» Aim of the task:
Reproduce the data, keeping every word exactly as it is.

» Supplied material:
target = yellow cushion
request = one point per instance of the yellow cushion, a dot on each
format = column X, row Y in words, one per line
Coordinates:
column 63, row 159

» Response area:
target = yellow cushion
request = one point per instance of the yellow cushion, a dot on each
format = column X, row Y in words, one per line
Coordinates:
column 63, row 159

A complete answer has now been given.